> **Exercise brief**
Do not include the pictures; repeat the rest of the data exactly.

* begin *

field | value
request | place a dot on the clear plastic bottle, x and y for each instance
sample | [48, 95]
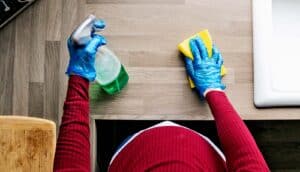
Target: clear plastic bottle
[111, 74]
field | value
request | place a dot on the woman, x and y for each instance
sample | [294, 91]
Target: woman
[166, 146]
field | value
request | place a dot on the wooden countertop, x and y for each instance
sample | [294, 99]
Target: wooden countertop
[144, 34]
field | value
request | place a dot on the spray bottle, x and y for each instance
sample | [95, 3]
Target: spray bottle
[110, 73]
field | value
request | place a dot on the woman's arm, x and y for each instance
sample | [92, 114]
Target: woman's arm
[241, 151]
[73, 144]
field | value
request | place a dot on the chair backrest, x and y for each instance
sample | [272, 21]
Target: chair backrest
[26, 144]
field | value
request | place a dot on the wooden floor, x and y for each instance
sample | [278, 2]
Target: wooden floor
[144, 34]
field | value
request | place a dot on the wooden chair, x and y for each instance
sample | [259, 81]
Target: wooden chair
[27, 144]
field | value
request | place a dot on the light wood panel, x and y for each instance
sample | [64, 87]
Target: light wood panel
[27, 144]
[144, 34]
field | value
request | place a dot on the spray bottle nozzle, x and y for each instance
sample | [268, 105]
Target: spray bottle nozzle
[82, 34]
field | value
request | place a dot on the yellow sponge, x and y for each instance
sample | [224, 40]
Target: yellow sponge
[184, 48]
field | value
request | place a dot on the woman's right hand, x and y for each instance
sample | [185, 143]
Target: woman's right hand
[82, 57]
[204, 71]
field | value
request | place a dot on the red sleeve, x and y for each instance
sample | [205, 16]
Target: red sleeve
[73, 146]
[240, 149]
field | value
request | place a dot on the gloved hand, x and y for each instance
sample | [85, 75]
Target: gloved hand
[82, 57]
[203, 70]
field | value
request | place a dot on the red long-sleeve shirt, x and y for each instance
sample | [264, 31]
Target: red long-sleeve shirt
[159, 149]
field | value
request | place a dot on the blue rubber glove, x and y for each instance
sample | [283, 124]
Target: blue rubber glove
[203, 70]
[82, 57]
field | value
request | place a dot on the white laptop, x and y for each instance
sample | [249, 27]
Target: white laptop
[276, 47]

* end *

> **Output of the exercise**
field | value
request | place a dot on the clear plastic bottle, x and y for each instance
sample | [48, 95]
Target: clear plastic bottle
[111, 74]
field | value
request | place a dot on the woman, x and y for each instance
sample | [294, 91]
Target: woman
[166, 146]
field | value
request | place a dot on the wooden countertop, x and y for each instance
sample | [294, 99]
Target: wooden countertop
[144, 34]
field | value
request | place a dot on the spray bottle, x and y for each instance
sample | [95, 3]
Target: spray bottle
[110, 73]
field | value
request | place a dot on the woman's arm, x and y for each instance
sample | [92, 114]
Target: woman's arm
[241, 151]
[73, 144]
field | value
request | place a dot on the chair backrest, x and y for each instance
sample | [272, 21]
Target: chair backrest
[26, 144]
field | value
request | place a dot on the wooden floor, x and y for each instance
sample | [278, 2]
Target: wooden floor
[144, 34]
field | value
request | place a dot on the wooden chair, x and y for each instance
sample | [259, 81]
Target: wooden chair
[27, 144]
field | value
request | place a dot on the light wood panel, x and y for each instance
sample | [64, 87]
Target: light wood panel
[27, 144]
[144, 34]
field | value
request | place a dot on the spray bottle nozzle, x and y for each instance
sample | [268, 105]
Target: spray bottle nozzle
[82, 34]
field | value
request | place a dot on the yellow sponge, x and y for each instance
sample | [224, 40]
Target: yellow sponge
[184, 48]
field | value
request | place a dot on the woman's right hand, x and y for each instance
sample | [185, 143]
Target: woman's right hand
[82, 57]
[204, 71]
field | value
request | place a dot on the red sleeve, x and y for each instance
sample | [205, 16]
Target: red sleeve
[73, 146]
[240, 149]
field | value
request | place a dot on the gloved hand, x and y for each instance
sample | [85, 75]
Target: gloved hand
[82, 57]
[203, 70]
field | value
request | place a dot on the red long-sleeve shirt, x and y for each instance
sample | [264, 31]
Target: red long-sleeve shirt
[159, 149]
field | value
request | place a dot on the blue rubber glove, x and y for each instance
sample | [283, 124]
Target: blue rubber glove
[203, 70]
[82, 57]
field | value
request | place a dot on the white laptop, x and y for each instance
sample | [249, 27]
Target: white laptop
[276, 47]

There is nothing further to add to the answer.